**Exercices**
1) Recopiez le passage du texte sur le documentaire Silenced en commençant à « D’après les propos » et en terminant à « de ce dernier. ».
2) Prolongez le texte sur le documentaire Silenced de Tommy Robinson en reprenant juste après sa dernière phrase.

**Texte de la page**
- - - -
Silenced, la version alternative de Tommy Robinson
C’est à ce moment-là que Tommy Robinson décide d’intervenir. Alarmé par la tournure des événements, qu’il perçoit comme une chasse à l’homme contre Bailey, il choisit de mener sa propre enquête. Cependant, il se heurte rapidement à des obstacles. Des nombreux membres du personnel scolaire d’Almondbury Community School préfèrent ne pas répondre à ses questions, et les élèves, craignant des représailles, refusent de témoigner à visage découvert. Certains affirment même que l’école aurait cherché à « acheter le silence des témoins » en leur faisant signer des accords de confidentialité.
D’après les propos que Robinson parvient tout de même à recueillir, il semblerait que le jeune Jamal ne soit pas aussi innocent qu’il le prétend. Au contraire, il aurait commis des violences envers d’autres élèves, en particulier des filles. L’activiste multiplie les entretiens dans la région de Huddersfield et compile les récits dans un documentaire intitulé Silenced. Parmi les accusations, par exemple, une élève rapporte que le jeune Syrien l’aurait frappé avec une crosse de hockey. Pire encore, juste avant l’agression par Bailey, il aurait menacé de violer la sœur de ce dernier.
Toutefois, à la suite d’une plainte pour diffamation déposée par la famille du jeune réfugié, toutes les allégations avancées par les différents témoins sont entièrement réfutées par la justice. Par ailleurs, le tribunal condamne le militant à de lourdes amendes et, surtout, il est sommé de ne plus répéter les propos considérés comme diffamatoires. Trois ans plus tard, se disant rongé par les remords, Tommy Robinson décide de défier l’interdiction judiciaire et publie malgré tout son enquête.
Robinson placé à l’isolement pour avoir diffusé Silenced
En introduction, il reconnaît ses hésitations passées et explique : « J’aurais dû sortir ce film publiquement dès le début. Mais je ne l’ai pas fait. J’ai laissé la peur m’envahir : peur de deux ans de prison, peur des effets de l’isolement prolongé, peur des gangs jihadistes en détention, et peur des conséquences pour ma famille. »
- - - -
**Données sources**
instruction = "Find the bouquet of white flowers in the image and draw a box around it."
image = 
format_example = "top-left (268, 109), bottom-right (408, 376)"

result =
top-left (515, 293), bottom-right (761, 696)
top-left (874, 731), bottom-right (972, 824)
- - - -
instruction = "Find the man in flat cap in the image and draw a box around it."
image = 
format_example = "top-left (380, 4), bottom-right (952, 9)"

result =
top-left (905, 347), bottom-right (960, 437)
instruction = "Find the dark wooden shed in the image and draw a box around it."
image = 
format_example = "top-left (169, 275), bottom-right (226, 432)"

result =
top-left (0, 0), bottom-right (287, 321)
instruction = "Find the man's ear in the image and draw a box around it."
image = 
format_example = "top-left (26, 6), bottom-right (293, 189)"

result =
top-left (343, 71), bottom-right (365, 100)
- - - -
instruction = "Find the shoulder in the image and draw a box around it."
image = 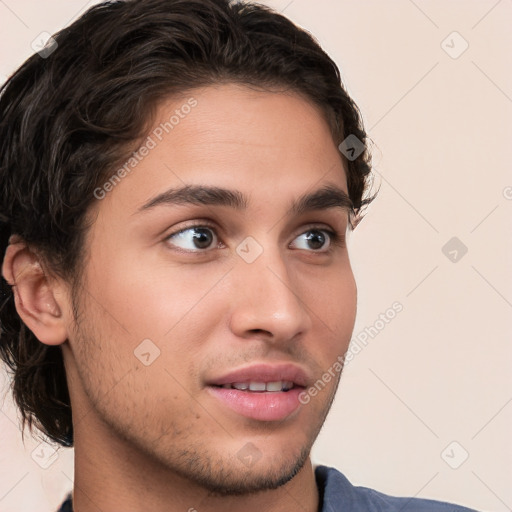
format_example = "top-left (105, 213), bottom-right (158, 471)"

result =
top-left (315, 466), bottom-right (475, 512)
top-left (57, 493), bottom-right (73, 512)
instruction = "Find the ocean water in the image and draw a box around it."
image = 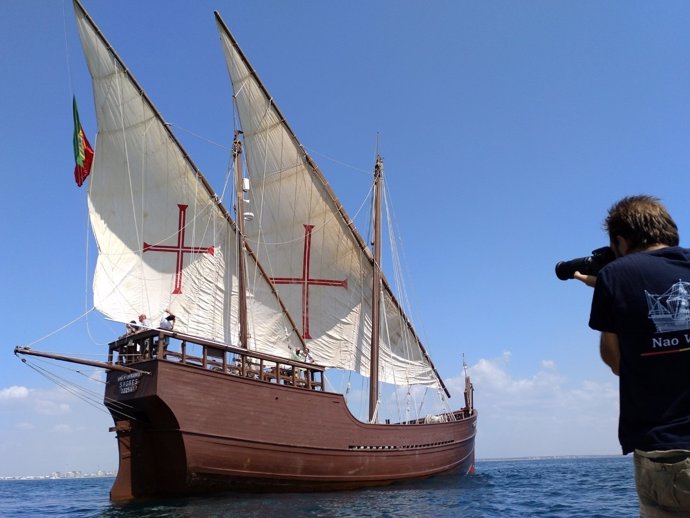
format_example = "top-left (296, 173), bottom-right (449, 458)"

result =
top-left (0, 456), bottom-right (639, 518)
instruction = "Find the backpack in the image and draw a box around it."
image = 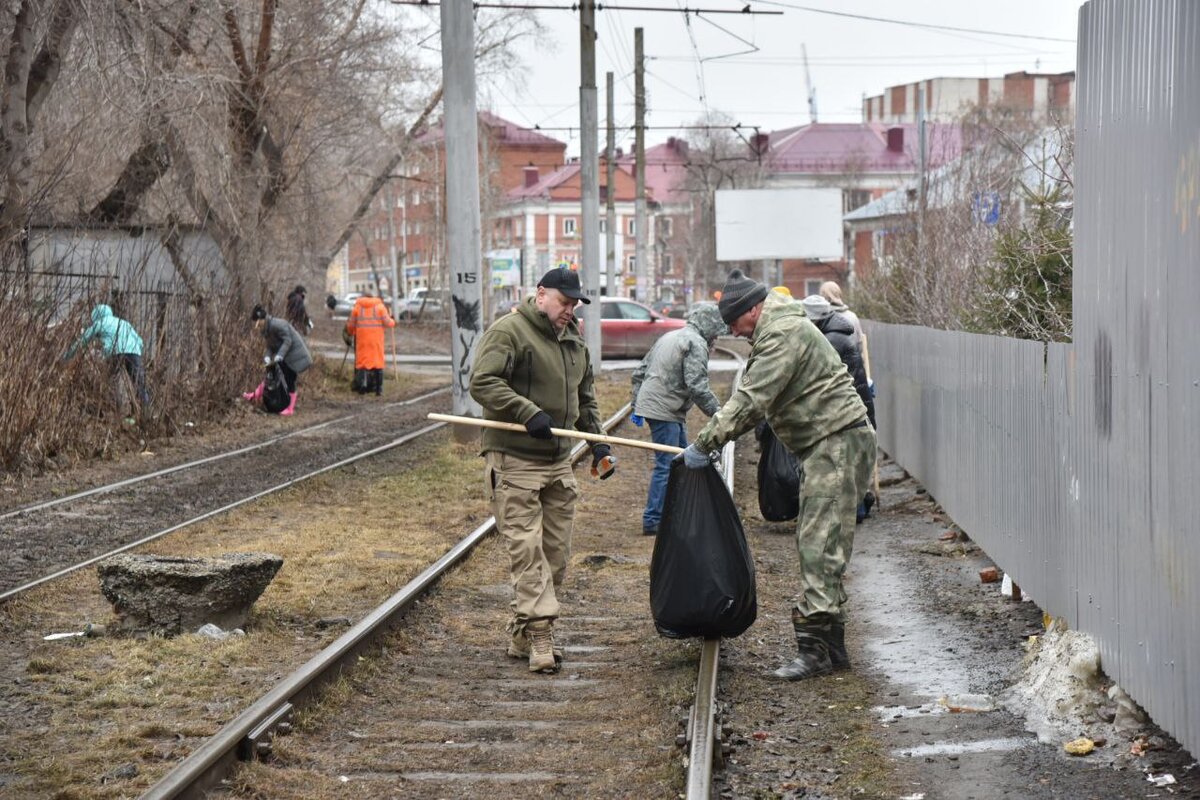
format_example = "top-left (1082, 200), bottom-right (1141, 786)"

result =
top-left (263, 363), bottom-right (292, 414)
- - - -
**Vos réponses**
1)
D’après les propos que Robinson parvient tout de même à recueillir, il semblerait que le jeune Jamal ne soit pas aussi innocent qu’il le prétend. Au contraire, il aurait commis des violences envers d’autres élèves, en particulier des filles. L’activiste multiplie les entretiens dans la région de Huddersfield et compile les récits dans un documentaire intitulé Silenced. Parmi les accusations, par exemple, une élève rapporte que le jeune Syrien l’aurait frappé avec une crosse de hockey. Pire encore, juste avant l’agression par Bailey, il aurait menacé de violer la sœur de ce dernier.

2)
Tout à fait conscient des risques qu’il prend, il enfreint la loi et présente son travail : « Le documentaire que vous allez regarder est le plus important que j’aie jamais réalisé. » Il en profite pour dénoncer ce qu’il perçoit comme une injustice institutionnelle : « Les Royal Courts of Justice sont devenues des armes utilisées contre les citoyens, pour les réduire au silence lorsqu’ils osent s’exprimer. » Mais cette décision de publier le documentaire lui coûte cher. Quelques semaines après sa diffusion, Robinson est condamné à 18 mois de prison pour outrage au tribunal.
Alors, Tommy Robinson est-il placé en isolement dans une prison de haute sécurité pour avoir dit « la vérité », comme le soutient Elon Musk ? Pour ses partisans, l’activiste anglais est présenté comme la victime d’une justice partiale, visant à étouffer la liberté d’expression et à faire taire ceux qui osent défier le système. À l’inverse, ses détracteurs y voient une application juste et nécessaire de la loi, rappelant que nul ne peut se placer au-dessus des décisions judiciaires.
En tout état de cause, la question de la proportionnalité de sa sanction ne peut qu’interpeller. Pour avoir diffusé Silenced, Robinson se retrouve d’abord incarcéré à Belmarsh, une prison de haute sécurité connue pour abriter certains des détenus les plus dangereux du Royaume-Uni. En novembre, il est transféré à la prison de Woodhill, où il est soumis à un isolement draconien. Seul dans une cellule pendant 23 heures et demie par jour, il purge cette peine des plus sévères, pour un outrage.